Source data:
╭──
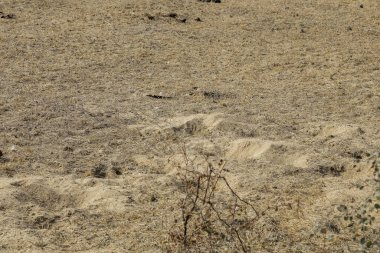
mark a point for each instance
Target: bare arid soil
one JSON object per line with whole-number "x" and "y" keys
{"x": 100, "y": 99}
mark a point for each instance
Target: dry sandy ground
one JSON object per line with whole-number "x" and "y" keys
{"x": 287, "y": 92}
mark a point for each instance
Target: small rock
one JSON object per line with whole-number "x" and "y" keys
{"x": 172, "y": 15}
{"x": 99, "y": 171}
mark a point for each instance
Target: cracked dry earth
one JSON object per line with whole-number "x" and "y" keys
{"x": 98, "y": 98}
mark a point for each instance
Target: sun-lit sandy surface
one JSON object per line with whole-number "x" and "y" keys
{"x": 287, "y": 92}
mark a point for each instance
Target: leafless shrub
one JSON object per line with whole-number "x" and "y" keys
{"x": 213, "y": 217}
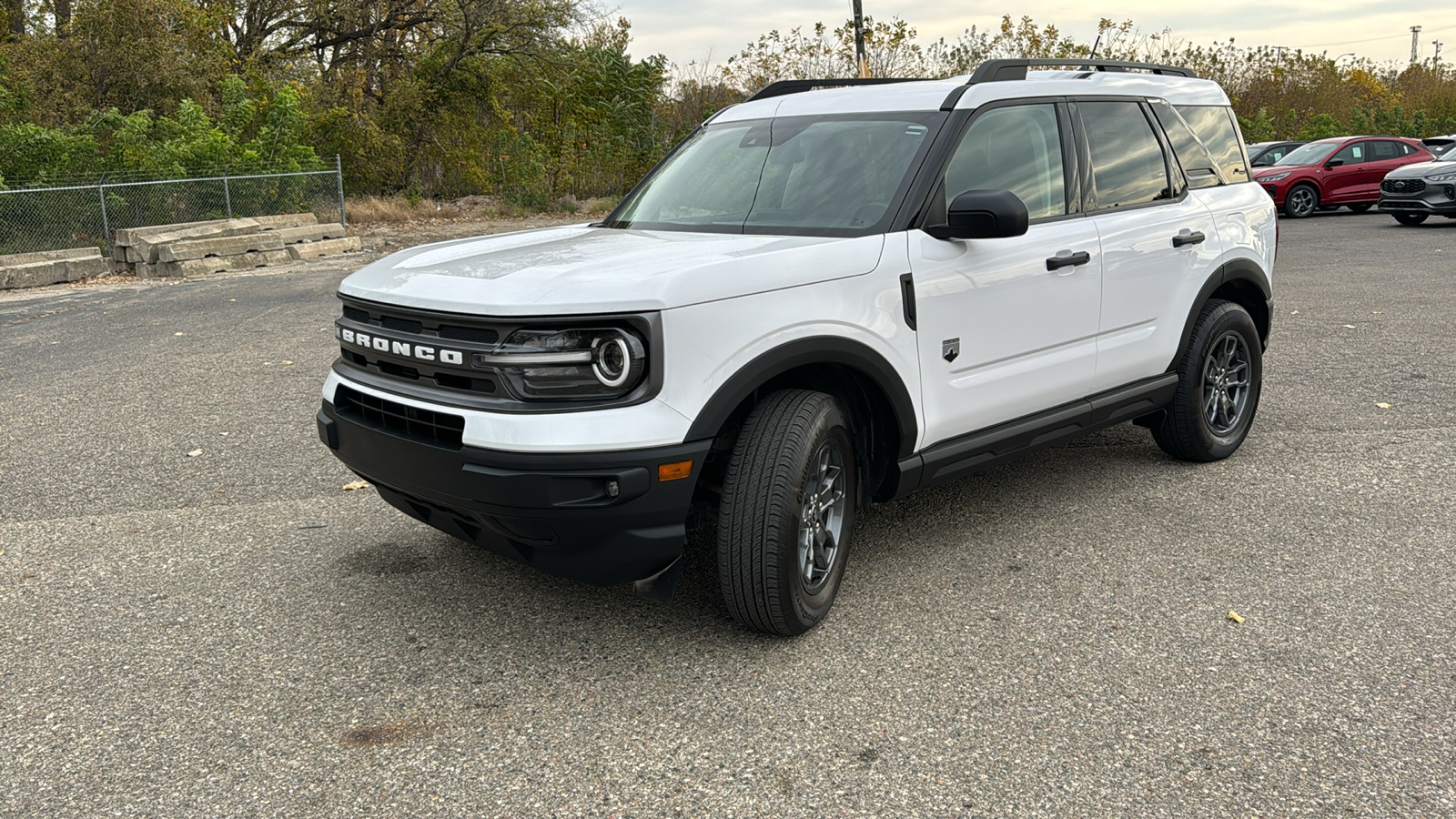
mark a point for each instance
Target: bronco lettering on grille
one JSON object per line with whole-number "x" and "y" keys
╰──
▶ _DESCRIPTION OF THE TASK_:
Leave out the pictures and copy every record above exactly.

▶ _PROBLEM SOLUTION_:
mark a point for each instance
Target: bare arid soil
one JSON object per line with whole-number "x" and "y" keys
{"x": 100, "y": 99}
mark a point for each instance
Target: dry sandy ground
one JSON object per line with whole-number "x" and "y" keys
{"x": 287, "y": 92}
mark a point for each instance
Target: small rock
one JSON object per line with whole-number "x" and "y" keys
{"x": 172, "y": 15}
{"x": 99, "y": 171}
mark a point for each instance
Target: cracked dry earth
one JSON object per line with whole-number "x" and "y" keys
{"x": 98, "y": 98}
mark a point for each instance
Target: sun-lit sandy surface
one JSON object per line with whole-number "x" and "y" keys
{"x": 287, "y": 92}
mark a point for each instance
Target: leafless shrub
one JSON object per line with whole-number "x" and "y" keys
{"x": 213, "y": 217}
mark a point for each instance
Target: bronco lettering on grille
one JSON object per line with whole-number "x" and "y" keys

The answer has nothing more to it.